- **WHAT THE EXERCISE ASKS**: Copy each line in the data below that contains the word "distant".
- Opening Delimiter -
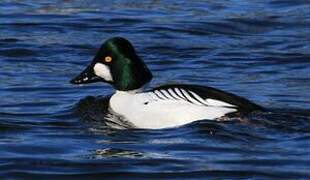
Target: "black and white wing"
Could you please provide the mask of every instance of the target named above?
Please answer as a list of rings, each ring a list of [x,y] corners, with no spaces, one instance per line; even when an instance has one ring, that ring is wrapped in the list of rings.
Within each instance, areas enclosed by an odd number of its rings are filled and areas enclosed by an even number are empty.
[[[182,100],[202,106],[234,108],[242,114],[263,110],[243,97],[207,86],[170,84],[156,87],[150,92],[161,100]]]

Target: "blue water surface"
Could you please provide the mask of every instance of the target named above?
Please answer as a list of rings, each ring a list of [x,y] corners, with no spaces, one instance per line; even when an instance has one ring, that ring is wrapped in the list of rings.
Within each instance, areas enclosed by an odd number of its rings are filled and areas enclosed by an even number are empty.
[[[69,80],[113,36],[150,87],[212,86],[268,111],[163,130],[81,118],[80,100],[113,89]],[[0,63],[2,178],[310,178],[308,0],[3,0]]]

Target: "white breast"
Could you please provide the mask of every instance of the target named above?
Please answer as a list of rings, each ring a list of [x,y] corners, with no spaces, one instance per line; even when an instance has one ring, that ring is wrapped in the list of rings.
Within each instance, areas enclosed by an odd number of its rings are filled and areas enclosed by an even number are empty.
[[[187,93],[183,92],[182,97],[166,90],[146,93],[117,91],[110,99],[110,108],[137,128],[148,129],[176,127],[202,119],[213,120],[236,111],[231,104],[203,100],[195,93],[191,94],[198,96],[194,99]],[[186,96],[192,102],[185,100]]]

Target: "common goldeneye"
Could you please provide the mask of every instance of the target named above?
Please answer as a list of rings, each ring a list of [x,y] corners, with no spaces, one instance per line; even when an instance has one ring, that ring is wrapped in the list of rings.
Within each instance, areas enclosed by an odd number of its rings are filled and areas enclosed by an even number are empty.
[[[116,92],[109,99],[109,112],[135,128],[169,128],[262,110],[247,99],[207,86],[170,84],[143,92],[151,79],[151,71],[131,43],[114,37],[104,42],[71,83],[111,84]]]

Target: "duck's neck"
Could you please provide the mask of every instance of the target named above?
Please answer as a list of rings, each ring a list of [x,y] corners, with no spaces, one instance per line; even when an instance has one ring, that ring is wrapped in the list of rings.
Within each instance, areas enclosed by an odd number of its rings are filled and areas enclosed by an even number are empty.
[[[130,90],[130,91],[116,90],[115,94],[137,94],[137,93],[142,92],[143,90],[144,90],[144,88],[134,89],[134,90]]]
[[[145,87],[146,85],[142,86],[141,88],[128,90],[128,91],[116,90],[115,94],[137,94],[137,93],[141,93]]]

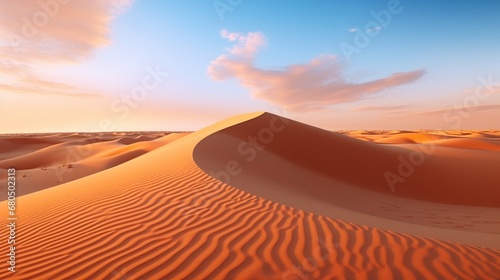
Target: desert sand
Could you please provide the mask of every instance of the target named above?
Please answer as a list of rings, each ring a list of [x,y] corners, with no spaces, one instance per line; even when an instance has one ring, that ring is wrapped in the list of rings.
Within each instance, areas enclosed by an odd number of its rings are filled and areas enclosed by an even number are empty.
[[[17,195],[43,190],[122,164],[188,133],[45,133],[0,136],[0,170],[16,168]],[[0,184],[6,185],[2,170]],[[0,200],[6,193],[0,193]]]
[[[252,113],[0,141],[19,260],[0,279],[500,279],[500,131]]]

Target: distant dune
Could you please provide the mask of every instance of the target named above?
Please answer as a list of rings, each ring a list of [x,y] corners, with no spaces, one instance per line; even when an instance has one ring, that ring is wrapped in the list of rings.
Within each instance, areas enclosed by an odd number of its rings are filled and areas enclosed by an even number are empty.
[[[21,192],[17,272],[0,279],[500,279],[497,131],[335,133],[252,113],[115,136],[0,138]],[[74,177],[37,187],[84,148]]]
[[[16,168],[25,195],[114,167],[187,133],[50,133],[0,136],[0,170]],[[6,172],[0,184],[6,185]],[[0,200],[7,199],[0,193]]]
- Closing Delimiter -
- Opening Delimiter -
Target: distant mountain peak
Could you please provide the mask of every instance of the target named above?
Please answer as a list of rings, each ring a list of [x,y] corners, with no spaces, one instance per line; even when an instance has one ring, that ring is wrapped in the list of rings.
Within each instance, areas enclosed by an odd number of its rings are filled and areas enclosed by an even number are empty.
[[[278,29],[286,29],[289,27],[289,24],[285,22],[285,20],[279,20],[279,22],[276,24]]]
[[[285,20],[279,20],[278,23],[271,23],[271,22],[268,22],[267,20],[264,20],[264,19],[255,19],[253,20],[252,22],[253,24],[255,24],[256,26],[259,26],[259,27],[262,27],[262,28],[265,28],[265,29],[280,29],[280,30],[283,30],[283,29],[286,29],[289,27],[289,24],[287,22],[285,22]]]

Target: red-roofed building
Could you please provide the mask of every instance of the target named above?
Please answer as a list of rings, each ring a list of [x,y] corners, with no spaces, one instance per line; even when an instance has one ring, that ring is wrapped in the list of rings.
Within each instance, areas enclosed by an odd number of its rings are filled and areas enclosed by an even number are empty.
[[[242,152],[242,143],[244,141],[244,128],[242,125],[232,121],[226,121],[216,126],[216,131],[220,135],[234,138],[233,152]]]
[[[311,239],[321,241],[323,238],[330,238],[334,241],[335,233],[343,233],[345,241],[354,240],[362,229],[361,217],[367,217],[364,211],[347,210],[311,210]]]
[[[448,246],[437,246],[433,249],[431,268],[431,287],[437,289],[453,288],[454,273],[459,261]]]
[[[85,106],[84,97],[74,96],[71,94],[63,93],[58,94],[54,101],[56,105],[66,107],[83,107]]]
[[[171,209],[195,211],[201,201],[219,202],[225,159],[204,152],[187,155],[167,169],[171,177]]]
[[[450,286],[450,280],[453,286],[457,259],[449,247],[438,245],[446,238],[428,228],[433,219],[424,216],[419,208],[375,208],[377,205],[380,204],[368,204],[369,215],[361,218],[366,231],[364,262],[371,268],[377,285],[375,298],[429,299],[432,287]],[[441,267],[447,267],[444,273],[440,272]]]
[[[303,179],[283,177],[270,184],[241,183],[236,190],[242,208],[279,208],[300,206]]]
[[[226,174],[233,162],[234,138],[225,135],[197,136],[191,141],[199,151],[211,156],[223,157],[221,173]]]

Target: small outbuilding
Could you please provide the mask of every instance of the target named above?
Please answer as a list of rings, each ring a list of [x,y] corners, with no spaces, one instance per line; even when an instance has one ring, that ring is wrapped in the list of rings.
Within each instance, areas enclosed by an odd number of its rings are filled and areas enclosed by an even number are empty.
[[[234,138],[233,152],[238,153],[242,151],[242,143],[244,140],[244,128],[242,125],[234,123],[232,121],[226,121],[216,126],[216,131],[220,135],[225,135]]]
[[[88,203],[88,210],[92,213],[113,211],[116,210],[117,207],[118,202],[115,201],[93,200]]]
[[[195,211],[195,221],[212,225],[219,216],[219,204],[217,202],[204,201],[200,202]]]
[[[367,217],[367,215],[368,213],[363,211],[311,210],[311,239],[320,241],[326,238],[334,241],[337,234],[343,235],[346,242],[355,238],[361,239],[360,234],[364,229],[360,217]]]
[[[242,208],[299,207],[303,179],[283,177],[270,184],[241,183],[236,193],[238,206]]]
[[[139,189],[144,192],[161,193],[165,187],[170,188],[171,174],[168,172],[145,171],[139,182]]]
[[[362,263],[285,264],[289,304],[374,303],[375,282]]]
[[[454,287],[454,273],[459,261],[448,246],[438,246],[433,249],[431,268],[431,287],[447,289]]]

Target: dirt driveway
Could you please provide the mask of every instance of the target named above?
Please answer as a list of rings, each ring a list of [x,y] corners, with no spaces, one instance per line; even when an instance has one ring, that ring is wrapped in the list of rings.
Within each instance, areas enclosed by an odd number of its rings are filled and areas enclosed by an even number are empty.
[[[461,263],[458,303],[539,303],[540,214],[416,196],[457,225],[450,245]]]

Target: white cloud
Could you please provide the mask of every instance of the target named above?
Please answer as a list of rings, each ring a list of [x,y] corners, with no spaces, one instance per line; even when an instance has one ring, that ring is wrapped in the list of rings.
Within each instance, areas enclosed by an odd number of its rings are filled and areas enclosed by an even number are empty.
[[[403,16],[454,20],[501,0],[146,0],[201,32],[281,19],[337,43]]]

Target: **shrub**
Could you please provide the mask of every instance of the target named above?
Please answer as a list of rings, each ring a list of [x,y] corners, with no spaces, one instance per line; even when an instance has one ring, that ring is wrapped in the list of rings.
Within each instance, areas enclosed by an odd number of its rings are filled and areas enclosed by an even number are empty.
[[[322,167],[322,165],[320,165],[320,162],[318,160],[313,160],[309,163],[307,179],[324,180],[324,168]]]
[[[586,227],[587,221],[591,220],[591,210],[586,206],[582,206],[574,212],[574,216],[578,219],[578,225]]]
- Closing Delimiter -
- **EXERCISE ANSWER**:
Target: distant dune
Target: distant mountain peak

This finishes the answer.